# Условия заданий:
a - Замените в тексте о книжном магазине "варежки" на "перчатки" и перепишите фрагмент от "Я отворачиваюсь, как" до "и оботру руки.".
b - Каким цветом и на каком фоне набрано название на новой обложке в тексте о книжном магазине?
c - Допишите продолжение текста о книжном магазине, начиная после его последнего предложения.

:: Текст упражнения

Полгода назад я купил здесь “Войну миров” Уэллса, а потом “Алису в Стране чудес” с рисунками Тенниела. Книга на русском у меня имелась, я хорошо знал и перевод, и советские картинки. А книгу с оригинальными рисунками стал искать, опять-таки, через музыку: эмблемой фирмы, где записывалась моя любимая группа Genesis, был Шляпник, он-то и “потянул” за собой Тенниела.
Книги на полках давно знакомы, ассортимент обновляется редко, поэтому новая обложка сразу бросается в глаза. Название набрано желтой краской по малиновому полю. Странно, страшно: название знакомо, но перед глазами почему-то томик Ландсберга и бородатый Володя. И плакат, исчезнувший вместе с физичкой, ее пластинками и безмятежным миром, где я жил когда-то.
Книга убийцы. The catcher in the rye.
Я отворачиваюсь, как будто стал свидетелем чего-то запретного, словно мне нельзя показывать, что мы знакомы, я и книга. Ныряю в соседний отдел с контурными картами. Проходит – сколько? – минут пять-десять, прежде чем через “Учебники и тетради” я возвращаюсь.
“Можно мне посмотреть вон эту?”
Нужно внимательно следить за реакцией продавщицы – ведь я не знаю, что под обложкой. Можно ли мне, школьнику, вообще спрашивать такую книгу? Но продавщица равнодушно достает ее, кивает на варежки. Ждет, когда я стяну их и оботру руки.
Формат карманный, мягкая обложка дрожит в пальцах.

::::
:: Данные

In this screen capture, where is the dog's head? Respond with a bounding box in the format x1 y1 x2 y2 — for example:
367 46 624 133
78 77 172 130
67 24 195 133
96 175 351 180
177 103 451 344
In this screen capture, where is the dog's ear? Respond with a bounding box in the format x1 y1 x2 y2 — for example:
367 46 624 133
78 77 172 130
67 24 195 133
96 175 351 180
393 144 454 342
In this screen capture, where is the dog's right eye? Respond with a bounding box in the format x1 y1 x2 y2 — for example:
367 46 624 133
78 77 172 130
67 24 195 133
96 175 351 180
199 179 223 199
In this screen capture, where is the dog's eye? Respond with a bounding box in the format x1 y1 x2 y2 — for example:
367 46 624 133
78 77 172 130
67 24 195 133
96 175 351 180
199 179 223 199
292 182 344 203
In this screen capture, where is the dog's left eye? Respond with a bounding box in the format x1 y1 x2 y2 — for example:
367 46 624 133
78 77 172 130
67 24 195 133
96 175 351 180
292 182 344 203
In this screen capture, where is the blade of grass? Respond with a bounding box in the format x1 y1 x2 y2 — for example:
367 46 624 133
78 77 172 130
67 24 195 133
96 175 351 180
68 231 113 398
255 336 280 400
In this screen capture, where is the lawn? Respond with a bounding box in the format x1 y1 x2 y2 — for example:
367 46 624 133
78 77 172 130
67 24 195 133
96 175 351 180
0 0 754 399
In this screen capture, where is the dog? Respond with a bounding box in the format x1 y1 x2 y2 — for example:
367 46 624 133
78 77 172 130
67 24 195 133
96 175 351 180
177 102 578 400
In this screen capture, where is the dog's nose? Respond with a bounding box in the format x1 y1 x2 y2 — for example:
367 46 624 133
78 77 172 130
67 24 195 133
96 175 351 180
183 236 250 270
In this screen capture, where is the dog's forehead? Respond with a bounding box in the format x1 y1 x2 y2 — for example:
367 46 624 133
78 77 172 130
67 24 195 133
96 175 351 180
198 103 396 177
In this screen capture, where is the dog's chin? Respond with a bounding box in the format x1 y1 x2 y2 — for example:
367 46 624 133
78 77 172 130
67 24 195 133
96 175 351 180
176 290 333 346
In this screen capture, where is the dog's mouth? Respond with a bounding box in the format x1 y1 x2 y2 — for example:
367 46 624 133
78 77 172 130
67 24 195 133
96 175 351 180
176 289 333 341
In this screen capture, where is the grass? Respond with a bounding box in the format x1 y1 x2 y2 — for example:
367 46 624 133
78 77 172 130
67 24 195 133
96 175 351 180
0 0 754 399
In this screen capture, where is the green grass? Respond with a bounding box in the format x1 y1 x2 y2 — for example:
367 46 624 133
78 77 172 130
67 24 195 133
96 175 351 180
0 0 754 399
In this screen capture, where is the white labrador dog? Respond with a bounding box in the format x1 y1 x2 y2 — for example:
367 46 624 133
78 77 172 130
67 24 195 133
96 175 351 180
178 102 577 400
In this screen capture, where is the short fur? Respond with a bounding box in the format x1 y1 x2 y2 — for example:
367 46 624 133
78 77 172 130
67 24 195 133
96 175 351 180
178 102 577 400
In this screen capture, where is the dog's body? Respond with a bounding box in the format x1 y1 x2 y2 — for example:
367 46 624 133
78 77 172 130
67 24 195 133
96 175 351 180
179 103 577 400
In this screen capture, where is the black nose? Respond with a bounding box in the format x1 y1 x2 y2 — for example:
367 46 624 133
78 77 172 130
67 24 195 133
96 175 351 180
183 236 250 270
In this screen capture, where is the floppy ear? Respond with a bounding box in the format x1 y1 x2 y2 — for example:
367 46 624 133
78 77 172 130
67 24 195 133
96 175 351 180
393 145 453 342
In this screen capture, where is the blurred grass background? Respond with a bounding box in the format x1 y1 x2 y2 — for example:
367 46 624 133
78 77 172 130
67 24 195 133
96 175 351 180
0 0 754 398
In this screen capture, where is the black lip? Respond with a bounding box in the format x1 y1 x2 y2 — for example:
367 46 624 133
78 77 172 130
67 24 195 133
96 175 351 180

::::

# Ответы:
a -
Я отворачиваюсь, как будто стал свидетелем чего-то запретного, словно мне нельзя показывать, что мы знакомы, я и книга. Ныряю в соседний отдел с контурными картами. Проходит – сколько? – минут пять-десять, прежде чем через “Учебники и тетради” я возвращаюсь.
“Можно мне посмотреть вон эту?”
Нужно внимательно следить за реакцией продавщицы – ведь я не знаю, что под обложкой. Можно ли мне, школьнику, вообще спрашивать такую книгу? Но продавщица равнодушно достает ее, кивает на перчатки. Ждет, когда я стяну их и оботру руки.

b - Желтой краской по малиновому полю.

c -
Издательство Bantam Books.
Я разгибаю обложку осторожно, чтобы не было заломов – хотя уже сейчас знаю, что куплю книгу. Бумага шершавая и пухлая, похожа на оберточную. Из такой у нас в “Бакалее” сворачивают пакеты для сахара.
Цена астрономическая, 8 рублей 40 копеек.
“Беру, отложите”, – говорю не своим голосом.
Иду к кассе.
Половина слов в этой книге мне неизвестна. Большую часть вещей и предметов, о которых речь, я видел только в кино или не видел вообще. Но я понимал все, о чем говорил этот парень. Через незнакомый, странный язык до меня доносился его голос, его интонации. Я видел заброшенного, никому не нужного человека, гордого тем, что пусть и ему тогда никто не будет нужен. В сущности, я услышал себя или такого же, как я, – только с той, другой стороны света. В незнакомых декорациях, увидеть которые большинство советских людей даже не предполагало, и вдруг услышать родной голос – среди окружавшей меня пустоты, тишины. Словно с тобой говорит брат-близнец, потерявшийся в детстве. И вот найденный на том конце света. Вот что было чудом.
Такой быстрой, горячей и “навеки” дружбой бывает дружба на длинной смене в пионерском лагере, когда за месяц успеваешь переселиться в чужую душу и сделать ее родной, и свою отдать успеваешь тоже – легко и страшно, как самую страшную тайну.
Точно так я и воспринимал того, из книги, мальчишку.
Спустя пару лет при переезде книга куда-то пропала. “Алиса”, “Миры”, макмиллановский словарь остались. А Холден Колфилд исчез, как будто вышел за сигаретами и не вернулся; уехал вместе с сестрой, как и планировал. Но я совершенно не жалел об этом, не обижался на него. За тот короткий отрезок времени, что мы успели побыть вместе, я сделал – как я сейчас понимаю – настоящее открытие: что диалог с другим возможен; что другой может оказаться гораздо ближе тебе, чем те, кто тебя окружают.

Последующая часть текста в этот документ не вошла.